# Category options for Best Manufacturer Awards ?



## nukeadmin (Oct 10, 2003)

I need some options for Manufacturers for the category options for the forthcoming MHF Awards, please post ideas below please i.e. I will take the obvious choice and add "Swift" as a category option.


----------



## UncleNorm (May 1, 2005)

ADRIA (of course :lol: :roll: )


----------



## carol (May 9, 2005)

Rapido


----------



## carol (May 9, 2005)

Murvi - I don't own one, nearly did - but they are still - to me - the best small motorhome...sorry Adria - yes more expensive


----------



## greenasthegrass (Oct 27, 2007)

Hymer


----------



## RichardnGill (Aug 31, 2006)

Bessacarr


----------



## Nora+Neil (May 1, 2005)

Burstner


----------



## b16duv (Feb 14, 2006)

FIAT?


----------



## kennyboy (Oct 25, 2005)

Frankia


----------



## Patchworkqueen (Dec 7, 2007)

Autosleeper

How about a catagory for manufacturers after sales service?


----------



## 96299 (Sep 15, 2005)

Even though I`ve got a Burstner,I am going to stick my neck out and say..Frankia.I`ve seen a few Frankies and they do seem well built and stylish.

steve


----------



## tubbytuba (Mar 21, 2007)

Vantage (best:- new boys, smallfries, panel van converters)


----------



## sennen523 (May 6, 2006)

AUTOTRAIL.


----------



## ronidog (Aug 1, 2008)

Supplied material:
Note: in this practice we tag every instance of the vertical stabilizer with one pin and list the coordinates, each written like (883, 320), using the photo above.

Problems:
a. Sum up the forum thread on manufacturer award categories in two sentences.
b. In the forum thread on manufacturer award categories, why does the poster who owns a Burstner still choose Frankia? Explain in one or two sentences.
c. Please carry on the forum thread on manufacturer award categories from where it stops.
The data can be set aside here.

Answers below:
a. A forum admin asks members to suggest manufacturers as category options for the upcoming MHF Awards, offering Swift as the first choice. Members reply with names such as Adria, Rapido, Murvi, Hymer, Bessacarr, Burstner, Frankia, Autosleeper, Vantage and Autotrail, and one also proposes a category for manufacturers' after-sales service.

b. The Frankias this poster has seen appear well built and stylish. That impression outweighs owning a Burstner.

c.
Small Panel van conversion - Devon Conversions, Darlington
Ronidog


----------



## cabby (May 14, 2005)

Sorry but here I go yet again. :roll: :roll: 
1/. best Panel Van. 2/. small Coachbuilt. 3/. large Coachbuilt. 4/. US,RV's. 5/.best European groups.by size or country of origin.

cabby


----------



## richardjames (Feb 1, 2006)

Caravan International - Why not!!


----------



## telboy1 (Nov 3, 2007)

Burstner


----------



## Fatalhud (Mar 3, 2006)

Bessacarr
Lunar


----------



## ramos (Nov 1, 2008)

Autotrail


----------



## pneumatician (May 1, 2005)

*Category options*

I would have thought Duke meant types of Van not Base Vehicle and Converter.

ie:- Hi-Top, Pop-Top, A- Class, Coachbuilt, Micro, B***y-Huge and Gigantic.

Forgive me if I am wrong.

Steve


----------



## Jezport (Jun 19, 2008)

Chausson (Trigano would include quite a few)


----------



## domannhal (Aug 13, 2008)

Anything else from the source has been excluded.